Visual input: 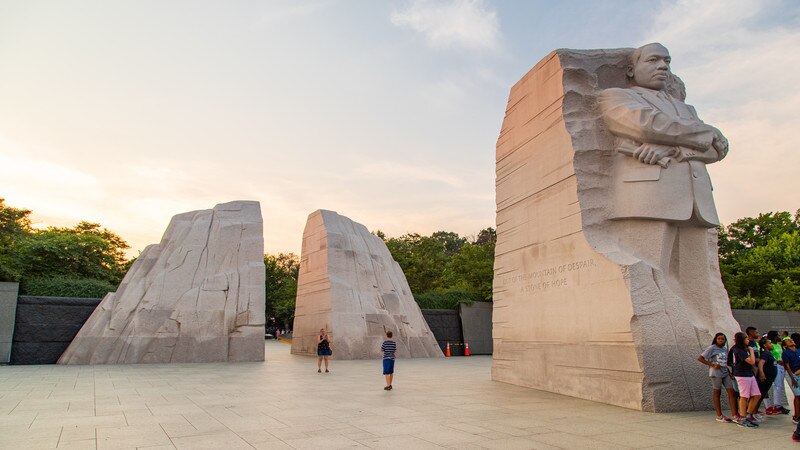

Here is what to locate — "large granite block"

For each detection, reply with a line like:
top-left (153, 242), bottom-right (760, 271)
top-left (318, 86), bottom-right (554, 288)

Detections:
top-left (59, 201), bottom-right (266, 364)
top-left (492, 47), bottom-right (739, 412)
top-left (291, 210), bottom-right (441, 359)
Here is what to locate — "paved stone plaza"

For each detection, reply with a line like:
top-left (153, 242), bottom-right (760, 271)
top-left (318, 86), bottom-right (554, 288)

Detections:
top-left (0, 341), bottom-right (796, 449)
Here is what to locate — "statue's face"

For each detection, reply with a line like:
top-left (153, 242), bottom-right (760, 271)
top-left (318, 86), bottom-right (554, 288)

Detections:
top-left (629, 44), bottom-right (671, 90)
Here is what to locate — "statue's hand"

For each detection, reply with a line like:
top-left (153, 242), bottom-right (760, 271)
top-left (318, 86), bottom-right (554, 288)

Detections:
top-left (711, 128), bottom-right (729, 161)
top-left (633, 143), bottom-right (677, 165)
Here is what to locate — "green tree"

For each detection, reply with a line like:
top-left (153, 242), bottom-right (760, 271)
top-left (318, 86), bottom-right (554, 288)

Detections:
top-left (265, 252), bottom-right (299, 328)
top-left (0, 198), bottom-right (32, 281)
top-left (383, 227), bottom-right (496, 308)
top-left (724, 231), bottom-right (800, 300)
top-left (0, 198), bottom-right (131, 297)
top-left (431, 231), bottom-right (467, 256)
top-left (14, 221), bottom-right (129, 285)
top-left (718, 210), bottom-right (800, 310)
top-left (718, 210), bottom-right (799, 263)
top-left (440, 243), bottom-right (494, 300)
top-left (475, 227), bottom-right (497, 246)
top-left (385, 233), bottom-right (448, 294)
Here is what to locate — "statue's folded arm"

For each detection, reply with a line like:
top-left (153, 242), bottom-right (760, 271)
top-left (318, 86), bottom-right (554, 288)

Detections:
top-left (598, 88), bottom-right (714, 151)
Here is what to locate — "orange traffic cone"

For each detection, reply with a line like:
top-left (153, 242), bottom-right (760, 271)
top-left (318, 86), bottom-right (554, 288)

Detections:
top-left (464, 342), bottom-right (470, 356)
top-left (445, 342), bottom-right (451, 357)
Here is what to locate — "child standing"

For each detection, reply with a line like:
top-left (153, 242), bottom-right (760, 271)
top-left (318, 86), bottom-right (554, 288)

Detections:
top-left (698, 332), bottom-right (738, 422)
top-left (382, 331), bottom-right (397, 390)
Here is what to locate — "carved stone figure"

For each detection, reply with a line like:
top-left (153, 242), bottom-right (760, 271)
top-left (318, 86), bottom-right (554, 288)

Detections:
top-left (59, 201), bottom-right (266, 364)
top-left (492, 45), bottom-right (739, 412)
top-left (291, 210), bottom-right (441, 360)
top-left (599, 43), bottom-right (727, 226)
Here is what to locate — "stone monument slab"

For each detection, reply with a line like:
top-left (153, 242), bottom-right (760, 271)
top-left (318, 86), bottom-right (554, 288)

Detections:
top-left (59, 201), bottom-right (266, 364)
top-left (492, 46), bottom-right (739, 412)
top-left (0, 282), bottom-right (19, 364)
top-left (291, 210), bottom-right (441, 359)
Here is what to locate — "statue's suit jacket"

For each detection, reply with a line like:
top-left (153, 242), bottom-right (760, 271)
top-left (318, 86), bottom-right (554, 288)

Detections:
top-left (598, 86), bottom-right (720, 227)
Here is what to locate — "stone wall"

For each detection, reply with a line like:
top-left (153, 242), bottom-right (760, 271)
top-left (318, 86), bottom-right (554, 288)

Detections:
top-left (421, 309), bottom-right (463, 354)
top-left (732, 310), bottom-right (800, 335)
top-left (11, 296), bottom-right (101, 365)
top-left (459, 302), bottom-right (492, 355)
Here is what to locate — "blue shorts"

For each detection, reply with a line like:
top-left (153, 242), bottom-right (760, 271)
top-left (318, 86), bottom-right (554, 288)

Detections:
top-left (383, 359), bottom-right (395, 375)
top-left (317, 349), bottom-right (331, 357)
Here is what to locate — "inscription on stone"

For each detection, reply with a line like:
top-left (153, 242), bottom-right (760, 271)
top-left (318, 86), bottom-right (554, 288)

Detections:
top-left (501, 258), bottom-right (596, 294)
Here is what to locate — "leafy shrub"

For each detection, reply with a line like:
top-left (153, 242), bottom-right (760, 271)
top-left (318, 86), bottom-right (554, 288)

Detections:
top-left (21, 276), bottom-right (115, 298)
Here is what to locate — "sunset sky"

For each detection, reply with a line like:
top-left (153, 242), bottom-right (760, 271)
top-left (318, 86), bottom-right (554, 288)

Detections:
top-left (1, 0), bottom-right (798, 257)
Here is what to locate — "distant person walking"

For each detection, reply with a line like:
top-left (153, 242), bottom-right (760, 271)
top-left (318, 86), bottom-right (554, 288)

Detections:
top-left (732, 332), bottom-right (761, 427)
top-left (382, 331), bottom-right (397, 390)
top-left (698, 333), bottom-right (737, 422)
top-left (317, 328), bottom-right (333, 373)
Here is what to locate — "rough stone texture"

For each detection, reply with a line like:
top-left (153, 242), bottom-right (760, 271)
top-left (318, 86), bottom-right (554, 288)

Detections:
top-left (0, 282), bottom-right (19, 363)
top-left (492, 49), bottom-right (739, 412)
top-left (459, 302), bottom-right (492, 355)
top-left (291, 210), bottom-right (441, 359)
top-left (59, 201), bottom-right (265, 364)
top-left (421, 309), bottom-right (463, 354)
top-left (11, 296), bottom-right (101, 365)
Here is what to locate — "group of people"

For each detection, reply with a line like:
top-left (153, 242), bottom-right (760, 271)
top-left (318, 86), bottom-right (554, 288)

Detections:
top-left (316, 328), bottom-right (397, 390)
top-left (699, 327), bottom-right (800, 439)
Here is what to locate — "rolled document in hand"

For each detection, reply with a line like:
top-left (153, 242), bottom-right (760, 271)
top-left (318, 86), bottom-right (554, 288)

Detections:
top-left (615, 140), bottom-right (671, 168)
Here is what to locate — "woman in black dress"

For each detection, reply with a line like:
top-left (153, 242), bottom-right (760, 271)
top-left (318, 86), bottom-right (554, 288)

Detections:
top-left (317, 328), bottom-right (333, 373)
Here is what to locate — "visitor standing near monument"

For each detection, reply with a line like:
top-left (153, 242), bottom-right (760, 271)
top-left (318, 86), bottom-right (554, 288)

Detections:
top-left (753, 337), bottom-right (778, 422)
top-left (382, 331), bottom-right (397, 391)
top-left (698, 333), bottom-right (737, 423)
top-left (731, 332), bottom-right (761, 427)
top-left (766, 330), bottom-right (791, 415)
top-left (317, 328), bottom-right (333, 373)
top-left (745, 327), bottom-right (764, 420)
top-left (781, 339), bottom-right (800, 423)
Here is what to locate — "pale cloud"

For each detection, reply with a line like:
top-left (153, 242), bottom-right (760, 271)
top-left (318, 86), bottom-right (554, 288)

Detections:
top-left (391, 0), bottom-right (502, 51)
top-left (644, 0), bottom-right (800, 224)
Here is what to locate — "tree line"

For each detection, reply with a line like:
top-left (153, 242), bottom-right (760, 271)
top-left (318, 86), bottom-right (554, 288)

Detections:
top-left (0, 198), bottom-right (129, 297)
top-left (2, 198), bottom-right (798, 325)
top-left (718, 210), bottom-right (800, 310)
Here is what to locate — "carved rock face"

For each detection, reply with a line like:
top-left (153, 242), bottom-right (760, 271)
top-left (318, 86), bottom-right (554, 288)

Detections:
top-left (291, 210), bottom-right (442, 360)
top-left (58, 201), bottom-right (266, 364)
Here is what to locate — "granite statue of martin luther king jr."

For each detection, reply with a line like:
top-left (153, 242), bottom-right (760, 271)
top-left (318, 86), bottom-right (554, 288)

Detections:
top-left (598, 42), bottom-right (734, 333)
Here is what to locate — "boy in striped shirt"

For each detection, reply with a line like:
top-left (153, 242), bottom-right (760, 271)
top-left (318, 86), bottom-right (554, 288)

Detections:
top-left (382, 331), bottom-right (397, 390)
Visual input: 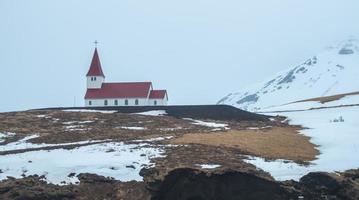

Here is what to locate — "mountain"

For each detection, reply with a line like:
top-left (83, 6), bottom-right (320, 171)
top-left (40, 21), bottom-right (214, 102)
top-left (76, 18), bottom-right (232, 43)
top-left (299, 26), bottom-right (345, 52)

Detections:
top-left (218, 39), bottom-right (359, 112)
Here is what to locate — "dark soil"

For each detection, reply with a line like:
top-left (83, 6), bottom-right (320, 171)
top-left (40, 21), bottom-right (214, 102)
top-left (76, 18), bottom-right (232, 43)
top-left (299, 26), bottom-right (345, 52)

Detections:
top-left (44, 104), bottom-right (270, 121)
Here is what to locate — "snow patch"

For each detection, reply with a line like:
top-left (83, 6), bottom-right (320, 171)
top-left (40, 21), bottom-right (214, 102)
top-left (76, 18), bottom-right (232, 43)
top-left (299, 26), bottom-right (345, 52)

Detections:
top-left (184, 118), bottom-right (229, 129)
top-left (63, 109), bottom-right (117, 114)
top-left (135, 110), bottom-right (167, 116)
top-left (133, 136), bottom-right (174, 142)
top-left (246, 126), bottom-right (272, 130)
top-left (158, 127), bottom-right (183, 131)
top-left (120, 126), bottom-right (147, 131)
top-left (196, 164), bottom-right (221, 169)
top-left (244, 156), bottom-right (308, 181)
top-left (62, 121), bottom-right (94, 125)
top-left (245, 106), bottom-right (359, 181)
top-left (0, 132), bottom-right (16, 143)
top-left (0, 142), bottom-right (164, 184)
top-left (0, 135), bottom-right (109, 152)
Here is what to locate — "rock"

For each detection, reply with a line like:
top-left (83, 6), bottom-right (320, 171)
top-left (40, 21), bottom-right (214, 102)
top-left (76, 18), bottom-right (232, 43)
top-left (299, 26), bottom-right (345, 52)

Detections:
top-left (147, 168), bottom-right (299, 200)
top-left (126, 165), bottom-right (136, 169)
top-left (299, 170), bottom-right (359, 200)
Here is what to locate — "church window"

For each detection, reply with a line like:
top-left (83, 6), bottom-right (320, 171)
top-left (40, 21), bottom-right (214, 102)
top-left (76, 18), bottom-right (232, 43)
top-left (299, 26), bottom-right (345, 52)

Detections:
top-left (104, 100), bottom-right (108, 106)
top-left (114, 100), bottom-right (118, 106)
top-left (94, 77), bottom-right (97, 81)
top-left (154, 100), bottom-right (157, 106)
top-left (91, 77), bottom-right (93, 81)
top-left (135, 99), bottom-right (139, 105)
top-left (125, 99), bottom-right (128, 106)
top-left (89, 101), bottom-right (92, 105)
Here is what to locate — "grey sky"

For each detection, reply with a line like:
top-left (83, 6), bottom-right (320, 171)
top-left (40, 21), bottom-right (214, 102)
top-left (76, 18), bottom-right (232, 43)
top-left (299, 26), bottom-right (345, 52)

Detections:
top-left (1, 0), bottom-right (358, 112)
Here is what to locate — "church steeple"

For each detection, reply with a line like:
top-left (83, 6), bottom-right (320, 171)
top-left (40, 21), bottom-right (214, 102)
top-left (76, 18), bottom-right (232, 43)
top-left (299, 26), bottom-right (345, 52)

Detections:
top-left (86, 46), bottom-right (105, 89)
top-left (86, 48), bottom-right (105, 77)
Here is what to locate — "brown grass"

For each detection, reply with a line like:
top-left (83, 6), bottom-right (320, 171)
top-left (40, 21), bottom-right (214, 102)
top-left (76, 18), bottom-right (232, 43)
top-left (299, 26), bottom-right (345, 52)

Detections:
top-left (171, 127), bottom-right (319, 163)
top-left (294, 91), bottom-right (359, 104)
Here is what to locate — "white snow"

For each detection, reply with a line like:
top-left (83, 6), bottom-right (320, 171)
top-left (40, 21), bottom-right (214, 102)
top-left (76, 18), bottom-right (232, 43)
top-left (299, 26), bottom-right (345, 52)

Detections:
top-left (62, 121), bottom-right (94, 125)
top-left (219, 39), bottom-right (359, 112)
top-left (244, 105), bottom-right (359, 181)
top-left (120, 126), bottom-right (147, 130)
top-left (0, 142), bottom-right (164, 184)
top-left (135, 110), bottom-right (167, 116)
top-left (0, 135), bottom-right (109, 152)
top-left (246, 126), bottom-right (272, 130)
top-left (133, 136), bottom-right (174, 142)
top-left (63, 109), bottom-right (117, 114)
top-left (260, 93), bottom-right (359, 112)
top-left (196, 164), bottom-right (221, 169)
top-left (184, 118), bottom-right (229, 129)
top-left (0, 132), bottom-right (16, 143)
top-left (244, 156), bottom-right (309, 181)
top-left (158, 127), bottom-right (183, 131)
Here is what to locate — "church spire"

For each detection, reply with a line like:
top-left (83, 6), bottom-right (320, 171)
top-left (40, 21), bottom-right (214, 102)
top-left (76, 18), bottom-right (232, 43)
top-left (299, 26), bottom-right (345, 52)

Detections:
top-left (86, 47), bottom-right (105, 77)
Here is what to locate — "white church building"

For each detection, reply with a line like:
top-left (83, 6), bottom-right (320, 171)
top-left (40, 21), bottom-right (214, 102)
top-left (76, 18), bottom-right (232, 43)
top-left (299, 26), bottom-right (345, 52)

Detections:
top-left (85, 48), bottom-right (168, 107)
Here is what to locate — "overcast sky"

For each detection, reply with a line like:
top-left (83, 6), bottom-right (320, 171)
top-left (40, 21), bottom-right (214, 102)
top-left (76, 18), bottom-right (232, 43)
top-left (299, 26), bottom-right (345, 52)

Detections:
top-left (1, 0), bottom-right (358, 112)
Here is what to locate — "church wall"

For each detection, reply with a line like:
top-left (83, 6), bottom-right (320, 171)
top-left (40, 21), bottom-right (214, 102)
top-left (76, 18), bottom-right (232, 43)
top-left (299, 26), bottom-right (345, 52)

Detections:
top-left (148, 98), bottom-right (168, 106)
top-left (85, 98), bottom-right (151, 107)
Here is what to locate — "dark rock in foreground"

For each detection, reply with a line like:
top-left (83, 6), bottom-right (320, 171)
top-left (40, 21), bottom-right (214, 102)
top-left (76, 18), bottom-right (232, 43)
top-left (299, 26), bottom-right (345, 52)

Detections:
top-left (1, 168), bottom-right (359, 200)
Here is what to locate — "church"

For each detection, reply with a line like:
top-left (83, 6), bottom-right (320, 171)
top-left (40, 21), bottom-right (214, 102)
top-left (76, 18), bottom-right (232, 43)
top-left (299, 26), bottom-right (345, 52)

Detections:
top-left (84, 48), bottom-right (168, 107)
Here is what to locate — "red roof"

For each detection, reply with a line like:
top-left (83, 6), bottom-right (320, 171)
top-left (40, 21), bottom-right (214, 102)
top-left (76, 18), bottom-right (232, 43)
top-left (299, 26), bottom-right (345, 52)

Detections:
top-left (86, 48), bottom-right (105, 77)
top-left (85, 82), bottom-right (153, 99)
top-left (149, 90), bottom-right (167, 99)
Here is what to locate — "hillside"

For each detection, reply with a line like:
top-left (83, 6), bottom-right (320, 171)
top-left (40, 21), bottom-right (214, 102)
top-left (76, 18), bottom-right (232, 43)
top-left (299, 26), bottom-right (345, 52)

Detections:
top-left (2, 107), bottom-right (359, 199)
top-left (215, 39), bottom-right (359, 191)
top-left (218, 38), bottom-right (359, 112)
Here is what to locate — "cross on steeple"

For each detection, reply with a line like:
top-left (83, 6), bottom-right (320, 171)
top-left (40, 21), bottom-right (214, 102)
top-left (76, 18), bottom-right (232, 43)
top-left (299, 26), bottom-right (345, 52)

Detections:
top-left (94, 40), bottom-right (99, 47)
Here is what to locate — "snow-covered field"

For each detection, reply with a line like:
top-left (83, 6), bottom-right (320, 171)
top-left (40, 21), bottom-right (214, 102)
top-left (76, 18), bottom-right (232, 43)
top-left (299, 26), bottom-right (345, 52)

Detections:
top-left (196, 164), bottom-right (221, 169)
top-left (260, 93), bottom-right (359, 112)
top-left (0, 134), bottom-right (109, 152)
top-left (0, 138), bottom-right (164, 184)
top-left (183, 118), bottom-right (229, 130)
top-left (245, 105), bottom-right (359, 181)
top-left (135, 110), bottom-right (167, 116)
top-left (0, 132), bottom-right (15, 143)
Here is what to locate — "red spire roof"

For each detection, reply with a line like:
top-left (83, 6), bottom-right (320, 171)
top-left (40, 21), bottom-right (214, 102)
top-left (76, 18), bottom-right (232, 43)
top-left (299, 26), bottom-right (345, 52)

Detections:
top-left (86, 48), bottom-right (105, 77)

_ _ _ _ _ _ _

Work required: Return every line in the listing that contains the word "carved".

Result of this task:
Here is what to locate — "carved stone figure"
Here is what to locate — "carved rock face"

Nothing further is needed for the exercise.